● **Stated problem**
Gather every line in the items below that contains the word "photo", and copy each of those lines in full.

○ ○ ○ ○ ○ ○ ○

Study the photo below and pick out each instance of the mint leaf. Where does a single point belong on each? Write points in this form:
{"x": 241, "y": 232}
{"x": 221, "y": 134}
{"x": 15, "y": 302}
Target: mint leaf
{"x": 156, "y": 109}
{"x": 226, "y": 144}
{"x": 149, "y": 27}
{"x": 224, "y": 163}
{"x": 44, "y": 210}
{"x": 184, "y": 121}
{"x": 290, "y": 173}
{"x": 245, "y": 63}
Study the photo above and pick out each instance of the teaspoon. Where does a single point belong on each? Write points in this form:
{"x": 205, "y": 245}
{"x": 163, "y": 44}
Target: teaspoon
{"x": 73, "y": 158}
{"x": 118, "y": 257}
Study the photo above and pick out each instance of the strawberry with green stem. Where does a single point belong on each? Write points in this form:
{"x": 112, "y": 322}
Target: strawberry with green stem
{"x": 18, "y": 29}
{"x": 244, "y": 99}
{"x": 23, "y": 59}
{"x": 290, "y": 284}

○ ○ ○ ○ ○ ○ ○

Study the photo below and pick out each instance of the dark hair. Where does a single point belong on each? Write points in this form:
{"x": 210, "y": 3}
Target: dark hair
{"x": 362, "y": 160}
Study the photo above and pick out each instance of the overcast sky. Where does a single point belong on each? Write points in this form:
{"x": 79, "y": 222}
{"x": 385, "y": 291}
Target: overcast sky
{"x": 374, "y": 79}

○ ○ ○ ○ ○ ○ ○

● **Complete answer**
Study the photo below and pick out each instance of the mint leaf. Where does a single point belong on each? Write points in this form:
Study the photo above and pick out each instance of the teaspoon. Where does a single point belong on each? Write points in this form:
Study the photo above and pick out each instance of the strawberry with green stem. Where does a single point belong on each? Write points in this form:
Study the photo below and pick out each instance of the dark hair. Where does a single point belong on each? Write points in this form:
Study the photo above and pick out each instance of the overcast sky. Where does a single point belong on each? Write points in this form:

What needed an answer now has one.